» GOAL: Without omitting anything, return the records precisely as given.
### DATASET RECORDS
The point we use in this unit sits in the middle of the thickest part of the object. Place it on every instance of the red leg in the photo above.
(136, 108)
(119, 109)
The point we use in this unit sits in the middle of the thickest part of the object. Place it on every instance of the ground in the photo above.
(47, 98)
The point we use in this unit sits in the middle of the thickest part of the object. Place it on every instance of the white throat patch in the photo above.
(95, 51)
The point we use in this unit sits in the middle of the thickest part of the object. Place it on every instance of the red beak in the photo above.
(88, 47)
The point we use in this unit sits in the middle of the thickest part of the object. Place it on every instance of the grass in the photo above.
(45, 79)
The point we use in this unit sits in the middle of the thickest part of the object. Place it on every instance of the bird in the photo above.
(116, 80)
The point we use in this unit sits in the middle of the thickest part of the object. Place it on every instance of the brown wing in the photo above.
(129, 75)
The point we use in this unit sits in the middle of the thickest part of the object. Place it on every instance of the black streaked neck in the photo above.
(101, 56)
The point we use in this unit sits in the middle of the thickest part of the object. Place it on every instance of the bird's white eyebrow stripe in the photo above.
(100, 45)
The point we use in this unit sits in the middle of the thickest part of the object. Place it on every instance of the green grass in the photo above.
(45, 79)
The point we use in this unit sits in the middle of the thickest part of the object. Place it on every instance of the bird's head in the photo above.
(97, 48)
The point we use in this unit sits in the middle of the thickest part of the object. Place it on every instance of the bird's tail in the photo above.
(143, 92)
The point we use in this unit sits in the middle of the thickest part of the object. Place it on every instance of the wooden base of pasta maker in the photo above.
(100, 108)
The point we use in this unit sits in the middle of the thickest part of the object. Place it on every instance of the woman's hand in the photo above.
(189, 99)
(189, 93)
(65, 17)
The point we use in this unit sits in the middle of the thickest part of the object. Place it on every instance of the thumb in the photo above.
######
» SOLUTION TO THE PROBLEM:
The point we use in this unit sits in the middle of the thickest part of the object. Place it on every instance of the red leg in the photo above.
(136, 108)
(119, 109)
The point we use in this unit sits in the middle of the thickest part of the object. Place it on every instance of the ground in the photo above.
(47, 98)
The point we use in this unit sits in the middle of the thickest part of the object. Place it on every instance of the white throat patch in the photo above.
(95, 51)
The point we use in this unit sits in the middle of the thickest part of the object. Place it on every instance of the red beak in the photo above.
(88, 47)
The point we use in this unit sits in the middle of the thickest part of the object. Place it on every instance of the grass in the photo above.
(45, 79)
The point we use in this unit sits in the middle of the thickest part of the object. Place it on every instance of the bird in the photo above.
(116, 80)
The point we use in this unit sits in the middle of the thickest part of the object. Place it on every instance of the brown wing in the photo above.
(129, 75)
The point we use in this unit sits in the middle of the thickest part of the object. Place it on every instance of the black streaked neck in the photo above.
(101, 56)
The point we use in this unit sits in the middle of the thickest part of the object. Place it on every instance of the bird's white eyebrow stripe in the photo above.
(100, 45)
The point we use in this unit sits in the middle of the thickest part of the object. Place it on every instance of the green grass in the photo above.
(45, 79)
The point we use in this unit sits in the middle of the thickest part of the object. Place it on every instance of the bird's head in the photo above.
(97, 48)
The point we use in this unit sits in the middle of the thickest part of the object. Place it on every instance of the bird's tail in the photo above.
(143, 92)
The point we use in this unit sits in the middle of the thickest part of the object. Place it on every instance of the wooden base of pasta maker in the photo above.
(100, 108)
The point we use in this unit sits in the middle of the thickest part of the object. Place it on every instance of the woman's hand in the photo above.
(189, 99)
(189, 93)
(65, 17)
The point we use in this unit sits in the middle of the thickest part of the object. Place it on every instance of the thumb in the photo above.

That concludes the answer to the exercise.